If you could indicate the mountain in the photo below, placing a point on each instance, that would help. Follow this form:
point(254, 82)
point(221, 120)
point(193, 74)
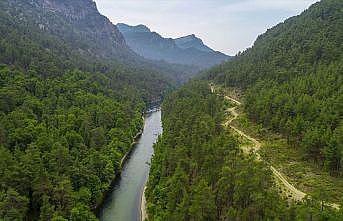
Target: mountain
point(292, 79)
point(74, 34)
point(72, 94)
point(188, 50)
point(191, 41)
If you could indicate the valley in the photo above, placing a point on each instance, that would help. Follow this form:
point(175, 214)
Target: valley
point(84, 101)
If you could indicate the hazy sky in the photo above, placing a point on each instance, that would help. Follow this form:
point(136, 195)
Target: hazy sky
point(225, 25)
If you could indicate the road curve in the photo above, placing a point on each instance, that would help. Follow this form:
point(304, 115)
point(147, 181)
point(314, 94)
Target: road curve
point(287, 189)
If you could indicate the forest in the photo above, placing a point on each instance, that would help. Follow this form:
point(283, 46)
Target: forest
point(292, 81)
point(67, 114)
point(199, 173)
point(61, 142)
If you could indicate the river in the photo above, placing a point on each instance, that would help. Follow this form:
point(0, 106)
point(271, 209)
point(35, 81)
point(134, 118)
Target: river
point(123, 203)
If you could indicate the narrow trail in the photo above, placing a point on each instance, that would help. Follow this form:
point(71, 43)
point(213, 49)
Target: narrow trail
point(287, 189)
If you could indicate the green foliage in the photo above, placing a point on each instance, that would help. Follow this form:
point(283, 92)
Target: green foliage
point(198, 171)
point(293, 82)
point(62, 139)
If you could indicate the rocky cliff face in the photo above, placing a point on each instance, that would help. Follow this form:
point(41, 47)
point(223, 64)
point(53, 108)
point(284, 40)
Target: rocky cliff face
point(75, 21)
point(188, 50)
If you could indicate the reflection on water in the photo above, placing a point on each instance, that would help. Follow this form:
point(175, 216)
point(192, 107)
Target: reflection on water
point(123, 203)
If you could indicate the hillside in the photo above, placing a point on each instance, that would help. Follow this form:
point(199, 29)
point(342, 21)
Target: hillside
point(188, 50)
point(50, 36)
point(199, 171)
point(292, 80)
point(72, 95)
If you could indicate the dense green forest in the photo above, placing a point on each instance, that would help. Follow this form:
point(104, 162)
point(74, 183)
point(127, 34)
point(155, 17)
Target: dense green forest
point(49, 43)
point(71, 100)
point(292, 80)
point(61, 142)
point(199, 173)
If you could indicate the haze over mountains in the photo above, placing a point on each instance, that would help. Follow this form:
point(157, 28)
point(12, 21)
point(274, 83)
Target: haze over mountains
point(187, 50)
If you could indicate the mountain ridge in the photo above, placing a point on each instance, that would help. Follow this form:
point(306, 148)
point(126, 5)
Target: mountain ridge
point(186, 50)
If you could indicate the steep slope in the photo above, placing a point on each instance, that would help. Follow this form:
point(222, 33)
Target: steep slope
point(293, 81)
point(191, 41)
point(72, 95)
point(49, 36)
point(188, 50)
point(198, 171)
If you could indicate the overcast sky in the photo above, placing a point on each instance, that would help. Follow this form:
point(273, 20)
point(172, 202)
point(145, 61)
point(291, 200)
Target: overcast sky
point(224, 25)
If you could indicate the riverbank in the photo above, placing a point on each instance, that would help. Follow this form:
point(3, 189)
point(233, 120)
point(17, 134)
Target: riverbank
point(143, 205)
point(118, 173)
point(125, 201)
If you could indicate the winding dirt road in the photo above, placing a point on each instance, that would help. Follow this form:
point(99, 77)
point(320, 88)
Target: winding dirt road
point(286, 189)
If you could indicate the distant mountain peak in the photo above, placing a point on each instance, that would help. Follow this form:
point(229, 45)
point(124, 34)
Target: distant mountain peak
point(192, 41)
point(129, 28)
point(187, 50)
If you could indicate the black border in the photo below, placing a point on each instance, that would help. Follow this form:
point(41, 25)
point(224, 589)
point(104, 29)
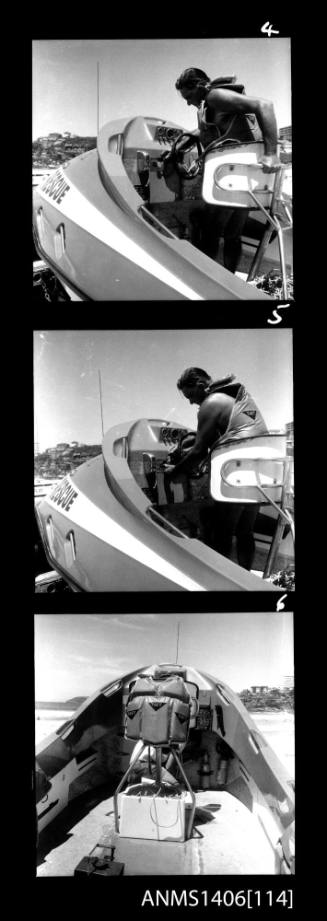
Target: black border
point(221, 26)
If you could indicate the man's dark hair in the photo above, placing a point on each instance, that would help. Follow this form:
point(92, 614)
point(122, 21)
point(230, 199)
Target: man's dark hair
point(190, 78)
point(193, 376)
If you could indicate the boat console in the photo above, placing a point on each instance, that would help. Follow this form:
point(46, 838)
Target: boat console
point(254, 470)
point(177, 183)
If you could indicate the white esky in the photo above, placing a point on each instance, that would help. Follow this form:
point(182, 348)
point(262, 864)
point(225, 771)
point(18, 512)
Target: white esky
point(139, 370)
point(76, 654)
point(137, 77)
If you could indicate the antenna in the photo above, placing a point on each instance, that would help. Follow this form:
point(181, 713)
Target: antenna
point(100, 392)
point(177, 644)
point(98, 81)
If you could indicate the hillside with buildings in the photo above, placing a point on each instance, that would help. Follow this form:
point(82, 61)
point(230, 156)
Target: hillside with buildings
point(261, 697)
point(63, 458)
point(56, 149)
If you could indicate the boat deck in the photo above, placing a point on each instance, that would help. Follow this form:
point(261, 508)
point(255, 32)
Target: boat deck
point(227, 839)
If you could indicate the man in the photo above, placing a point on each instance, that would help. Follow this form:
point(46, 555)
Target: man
point(224, 111)
point(227, 414)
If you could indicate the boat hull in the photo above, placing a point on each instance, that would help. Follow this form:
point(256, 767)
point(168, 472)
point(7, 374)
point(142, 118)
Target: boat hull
point(97, 543)
point(90, 751)
point(101, 248)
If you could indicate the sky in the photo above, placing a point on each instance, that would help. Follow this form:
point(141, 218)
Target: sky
point(76, 654)
point(139, 370)
point(137, 77)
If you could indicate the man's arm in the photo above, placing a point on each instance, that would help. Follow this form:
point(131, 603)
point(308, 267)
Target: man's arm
point(224, 101)
point(211, 413)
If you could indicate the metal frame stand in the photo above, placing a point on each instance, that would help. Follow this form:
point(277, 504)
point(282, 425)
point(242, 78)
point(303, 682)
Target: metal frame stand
point(158, 749)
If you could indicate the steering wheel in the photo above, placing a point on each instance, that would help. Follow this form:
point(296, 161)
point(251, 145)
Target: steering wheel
point(176, 156)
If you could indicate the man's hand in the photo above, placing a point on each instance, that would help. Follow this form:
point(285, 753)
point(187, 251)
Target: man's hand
point(168, 470)
point(270, 163)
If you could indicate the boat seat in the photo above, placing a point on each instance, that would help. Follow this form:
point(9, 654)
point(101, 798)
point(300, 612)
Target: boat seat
point(239, 468)
point(232, 173)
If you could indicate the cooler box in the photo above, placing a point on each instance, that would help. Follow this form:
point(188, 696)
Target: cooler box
point(156, 817)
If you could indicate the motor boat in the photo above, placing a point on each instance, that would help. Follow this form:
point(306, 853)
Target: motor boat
point(242, 795)
point(114, 524)
point(121, 222)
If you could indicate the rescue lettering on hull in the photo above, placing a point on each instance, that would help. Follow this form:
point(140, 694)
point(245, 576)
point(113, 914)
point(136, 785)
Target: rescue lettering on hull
point(64, 495)
point(56, 186)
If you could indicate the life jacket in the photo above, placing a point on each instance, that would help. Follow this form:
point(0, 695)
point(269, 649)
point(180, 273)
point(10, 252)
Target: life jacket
point(238, 127)
point(158, 710)
point(245, 420)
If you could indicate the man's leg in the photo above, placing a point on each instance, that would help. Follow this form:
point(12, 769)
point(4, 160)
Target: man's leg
point(244, 536)
point(232, 238)
point(219, 525)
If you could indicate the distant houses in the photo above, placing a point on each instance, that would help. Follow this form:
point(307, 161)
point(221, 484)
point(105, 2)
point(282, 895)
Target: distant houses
point(63, 458)
point(55, 148)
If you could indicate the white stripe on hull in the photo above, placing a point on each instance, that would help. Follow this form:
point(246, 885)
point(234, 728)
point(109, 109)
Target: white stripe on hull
point(78, 209)
point(90, 518)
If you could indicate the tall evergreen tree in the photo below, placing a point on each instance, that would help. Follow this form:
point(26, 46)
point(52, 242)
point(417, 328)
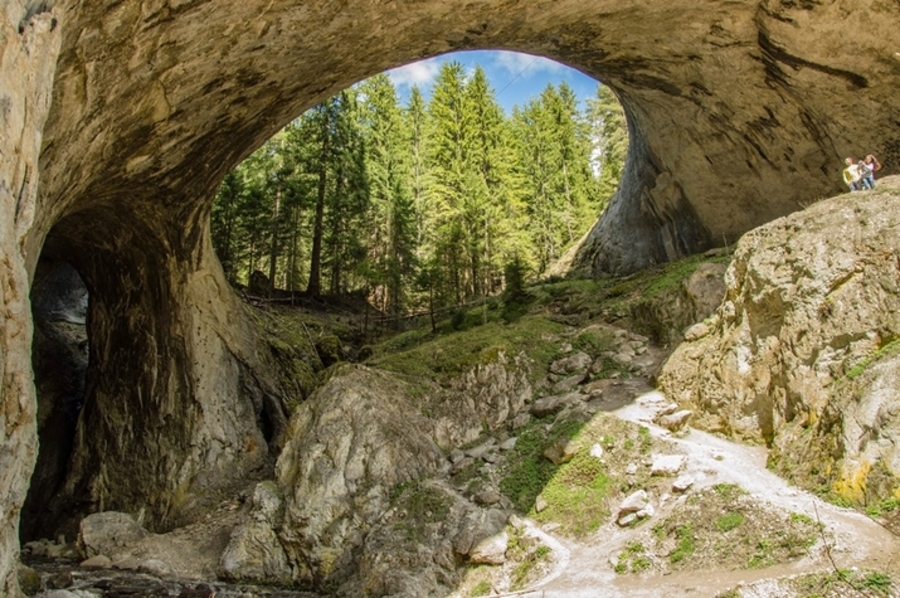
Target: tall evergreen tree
point(610, 133)
point(391, 238)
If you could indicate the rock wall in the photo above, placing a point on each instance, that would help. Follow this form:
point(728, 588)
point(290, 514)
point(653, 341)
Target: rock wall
point(29, 45)
point(739, 112)
point(803, 352)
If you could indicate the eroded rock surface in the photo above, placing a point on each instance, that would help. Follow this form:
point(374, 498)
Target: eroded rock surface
point(802, 354)
point(737, 114)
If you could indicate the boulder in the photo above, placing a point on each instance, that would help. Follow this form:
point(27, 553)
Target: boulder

> [To be done]
Print verbatim the lines from the one containing "If you could indicate the distant mountain" through the one containing "point(177, 183)", both ends included. Omit the picture that falls between them.

> [Result of this task]
If you could indicate the distant mountain peak in the photo above, placing a point on each instance, that would help. Follow this form:
point(229, 45)
point(124, 34)
Target: distant mountain peak
point(192, 41)
point(129, 28)
point(187, 50)
If you could indicate the black border in the photo below, placing a point on each instance, that would help. Follow this form:
point(41, 25)
point(224, 589)
point(104, 29)
Target: black border
point(221, 26)
If you could indicate the man's dark hair in the photo above, placing a point on each instance, that would help. Follow this form:
point(92, 614)
point(122, 21)
point(230, 199)
Target: man's dark hair
point(190, 78)
point(193, 376)
If you could indicate the boat console in the photo above, placing a point on each instance, that would help. Follow this form:
point(46, 838)
Target: boat console
point(254, 470)
point(177, 183)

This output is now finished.